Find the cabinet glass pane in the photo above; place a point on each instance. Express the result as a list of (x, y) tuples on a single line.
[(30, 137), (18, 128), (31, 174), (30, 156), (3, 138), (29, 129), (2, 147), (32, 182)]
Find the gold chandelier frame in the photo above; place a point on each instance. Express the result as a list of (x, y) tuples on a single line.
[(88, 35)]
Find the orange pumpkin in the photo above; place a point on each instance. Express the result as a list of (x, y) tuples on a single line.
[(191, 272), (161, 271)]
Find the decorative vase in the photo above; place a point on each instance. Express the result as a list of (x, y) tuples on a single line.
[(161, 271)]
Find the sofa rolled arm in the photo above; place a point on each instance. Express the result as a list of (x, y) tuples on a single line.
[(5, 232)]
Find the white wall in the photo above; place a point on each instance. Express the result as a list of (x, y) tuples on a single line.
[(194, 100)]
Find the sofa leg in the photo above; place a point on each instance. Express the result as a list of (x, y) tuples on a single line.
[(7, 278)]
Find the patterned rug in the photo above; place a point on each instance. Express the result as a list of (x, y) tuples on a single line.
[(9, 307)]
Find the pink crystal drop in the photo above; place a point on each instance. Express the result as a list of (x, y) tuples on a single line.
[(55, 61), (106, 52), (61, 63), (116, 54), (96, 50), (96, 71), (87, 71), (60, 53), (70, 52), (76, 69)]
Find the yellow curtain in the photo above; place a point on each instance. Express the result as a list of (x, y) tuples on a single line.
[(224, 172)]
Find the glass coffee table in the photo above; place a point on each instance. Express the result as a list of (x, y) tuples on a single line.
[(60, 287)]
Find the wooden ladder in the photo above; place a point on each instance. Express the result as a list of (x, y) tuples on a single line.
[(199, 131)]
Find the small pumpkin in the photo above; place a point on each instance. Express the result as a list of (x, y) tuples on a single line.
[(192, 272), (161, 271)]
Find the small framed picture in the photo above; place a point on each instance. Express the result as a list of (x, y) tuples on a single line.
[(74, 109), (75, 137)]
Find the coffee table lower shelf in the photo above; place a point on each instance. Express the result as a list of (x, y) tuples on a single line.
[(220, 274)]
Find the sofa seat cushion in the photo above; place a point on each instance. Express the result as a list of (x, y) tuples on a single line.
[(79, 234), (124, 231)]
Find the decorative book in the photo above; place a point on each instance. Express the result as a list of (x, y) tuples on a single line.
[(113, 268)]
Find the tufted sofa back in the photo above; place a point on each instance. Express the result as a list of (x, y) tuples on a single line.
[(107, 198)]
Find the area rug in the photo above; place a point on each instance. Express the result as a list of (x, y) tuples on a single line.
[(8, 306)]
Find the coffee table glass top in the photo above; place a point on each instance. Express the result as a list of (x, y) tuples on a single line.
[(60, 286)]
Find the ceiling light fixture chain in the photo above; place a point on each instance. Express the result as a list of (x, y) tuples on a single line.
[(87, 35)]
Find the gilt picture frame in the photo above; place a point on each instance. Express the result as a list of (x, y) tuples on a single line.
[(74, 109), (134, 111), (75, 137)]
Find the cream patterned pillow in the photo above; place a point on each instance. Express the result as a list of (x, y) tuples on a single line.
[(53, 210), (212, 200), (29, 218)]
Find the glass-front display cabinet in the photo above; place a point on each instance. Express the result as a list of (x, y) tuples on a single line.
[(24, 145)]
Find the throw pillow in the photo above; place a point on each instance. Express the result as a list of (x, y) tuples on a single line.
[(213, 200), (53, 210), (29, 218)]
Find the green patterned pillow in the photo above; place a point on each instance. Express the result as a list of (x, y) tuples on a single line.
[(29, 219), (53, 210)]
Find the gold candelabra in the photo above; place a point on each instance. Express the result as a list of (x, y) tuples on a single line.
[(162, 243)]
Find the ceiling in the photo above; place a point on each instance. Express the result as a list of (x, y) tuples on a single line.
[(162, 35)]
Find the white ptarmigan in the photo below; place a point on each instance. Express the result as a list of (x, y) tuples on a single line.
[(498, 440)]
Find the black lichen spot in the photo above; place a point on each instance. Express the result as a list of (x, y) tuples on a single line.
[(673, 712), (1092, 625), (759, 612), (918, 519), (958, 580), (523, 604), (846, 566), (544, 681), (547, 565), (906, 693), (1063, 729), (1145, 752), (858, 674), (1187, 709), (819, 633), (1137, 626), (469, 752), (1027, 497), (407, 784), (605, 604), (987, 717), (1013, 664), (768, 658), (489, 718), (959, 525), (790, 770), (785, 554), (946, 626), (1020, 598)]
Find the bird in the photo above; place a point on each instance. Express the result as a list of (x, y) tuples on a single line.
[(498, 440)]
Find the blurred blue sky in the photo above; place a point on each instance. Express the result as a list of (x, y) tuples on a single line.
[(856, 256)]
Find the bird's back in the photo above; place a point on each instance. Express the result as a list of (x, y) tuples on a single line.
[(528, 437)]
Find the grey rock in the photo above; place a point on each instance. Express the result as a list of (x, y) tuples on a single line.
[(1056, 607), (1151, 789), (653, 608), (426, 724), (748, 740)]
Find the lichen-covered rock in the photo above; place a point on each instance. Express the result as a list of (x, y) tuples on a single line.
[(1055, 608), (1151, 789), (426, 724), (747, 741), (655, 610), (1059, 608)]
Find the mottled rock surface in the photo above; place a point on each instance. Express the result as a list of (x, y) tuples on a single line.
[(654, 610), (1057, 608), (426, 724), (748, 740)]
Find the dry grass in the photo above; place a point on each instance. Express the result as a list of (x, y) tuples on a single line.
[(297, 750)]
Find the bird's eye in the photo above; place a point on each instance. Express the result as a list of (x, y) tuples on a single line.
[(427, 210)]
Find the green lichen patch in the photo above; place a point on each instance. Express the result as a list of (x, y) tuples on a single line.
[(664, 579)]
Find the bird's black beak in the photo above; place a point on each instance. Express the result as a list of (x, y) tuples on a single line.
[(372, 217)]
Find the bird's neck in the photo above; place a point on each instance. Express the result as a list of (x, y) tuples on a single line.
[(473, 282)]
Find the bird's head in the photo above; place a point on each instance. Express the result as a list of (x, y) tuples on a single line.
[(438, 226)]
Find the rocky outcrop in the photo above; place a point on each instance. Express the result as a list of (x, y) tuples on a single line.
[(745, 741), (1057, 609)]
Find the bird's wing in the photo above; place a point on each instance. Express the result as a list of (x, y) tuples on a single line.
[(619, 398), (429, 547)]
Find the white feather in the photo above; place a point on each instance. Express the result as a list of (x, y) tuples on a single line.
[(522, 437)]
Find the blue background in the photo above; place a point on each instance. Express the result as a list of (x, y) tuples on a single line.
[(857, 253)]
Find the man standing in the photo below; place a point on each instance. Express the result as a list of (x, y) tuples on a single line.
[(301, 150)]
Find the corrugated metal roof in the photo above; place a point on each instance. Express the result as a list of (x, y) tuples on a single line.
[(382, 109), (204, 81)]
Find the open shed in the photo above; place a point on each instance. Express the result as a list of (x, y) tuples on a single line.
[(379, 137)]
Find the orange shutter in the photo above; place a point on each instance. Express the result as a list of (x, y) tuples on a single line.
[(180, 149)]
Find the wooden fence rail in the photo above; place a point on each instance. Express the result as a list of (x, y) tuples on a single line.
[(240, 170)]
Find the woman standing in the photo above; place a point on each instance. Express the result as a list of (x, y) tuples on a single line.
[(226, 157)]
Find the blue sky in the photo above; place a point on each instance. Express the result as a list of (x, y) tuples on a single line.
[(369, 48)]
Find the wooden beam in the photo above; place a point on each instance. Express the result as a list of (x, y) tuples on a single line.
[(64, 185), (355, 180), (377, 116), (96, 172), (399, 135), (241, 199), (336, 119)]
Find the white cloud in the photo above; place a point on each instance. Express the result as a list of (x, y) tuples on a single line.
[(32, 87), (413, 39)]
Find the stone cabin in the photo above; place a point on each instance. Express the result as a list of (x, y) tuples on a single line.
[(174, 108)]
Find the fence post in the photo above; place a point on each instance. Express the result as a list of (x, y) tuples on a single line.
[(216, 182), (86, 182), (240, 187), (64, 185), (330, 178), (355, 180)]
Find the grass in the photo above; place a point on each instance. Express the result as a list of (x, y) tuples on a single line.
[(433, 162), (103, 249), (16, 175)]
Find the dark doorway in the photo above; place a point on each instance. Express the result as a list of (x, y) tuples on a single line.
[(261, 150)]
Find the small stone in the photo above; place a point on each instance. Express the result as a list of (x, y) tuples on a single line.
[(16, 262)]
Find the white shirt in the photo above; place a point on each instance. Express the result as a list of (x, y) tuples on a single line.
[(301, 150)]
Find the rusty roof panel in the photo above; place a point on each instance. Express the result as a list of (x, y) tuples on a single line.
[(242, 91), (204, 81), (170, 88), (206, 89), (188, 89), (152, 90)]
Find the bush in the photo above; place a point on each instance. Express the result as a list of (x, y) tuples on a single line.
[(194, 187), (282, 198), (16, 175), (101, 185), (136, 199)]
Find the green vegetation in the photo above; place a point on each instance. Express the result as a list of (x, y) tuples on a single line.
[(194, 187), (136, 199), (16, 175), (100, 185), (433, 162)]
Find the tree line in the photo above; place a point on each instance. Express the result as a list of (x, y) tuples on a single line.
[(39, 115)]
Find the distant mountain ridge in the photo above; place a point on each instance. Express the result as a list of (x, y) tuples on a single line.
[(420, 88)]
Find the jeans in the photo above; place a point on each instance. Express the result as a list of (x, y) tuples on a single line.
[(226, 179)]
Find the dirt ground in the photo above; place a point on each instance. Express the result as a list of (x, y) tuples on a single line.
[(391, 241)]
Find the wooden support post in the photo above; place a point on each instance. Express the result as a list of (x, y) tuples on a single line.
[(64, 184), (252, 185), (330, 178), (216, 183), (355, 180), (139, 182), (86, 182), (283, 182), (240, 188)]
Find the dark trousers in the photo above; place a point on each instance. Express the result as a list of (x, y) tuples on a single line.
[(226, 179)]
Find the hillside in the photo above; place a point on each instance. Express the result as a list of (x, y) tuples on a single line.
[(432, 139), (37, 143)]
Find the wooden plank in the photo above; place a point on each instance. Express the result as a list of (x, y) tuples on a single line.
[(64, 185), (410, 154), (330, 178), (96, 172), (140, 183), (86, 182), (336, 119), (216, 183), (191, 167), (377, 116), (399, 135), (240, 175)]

[Work request]: Output only the lines from the one that contains "Find the wooden support" through the final line of the records, exactly as given.

[Response box]:
Find the wooden support post in the photo above; place a point on each instance. Express the result as a list of (x, y) tuples on a single line.
[(64, 184), (252, 185), (330, 178), (216, 183), (355, 180), (139, 182), (86, 182), (283, 182), (240, 188)]
Find the dark trousers in the photo above; place a point on each instance. Express the result as a list of (x, y) tuples on a single line.
[(226, 179)]
Find the hillside in the photo above; place a point on each instance. Express the result as a list of (x, y) tuples on a single line.
[(432, 139), (37, 143)]
Find the wooden plank in the photo above; place a point on each instance. Express the result as a list of (x, y) tuples on a single line.
[(64, 185), (410, 154), (330, 178), (96, 172), (140, 183), (86, 182), (336, 119), (216, 183), (191, 167), (377, 116), (399, 135), (240, 175)]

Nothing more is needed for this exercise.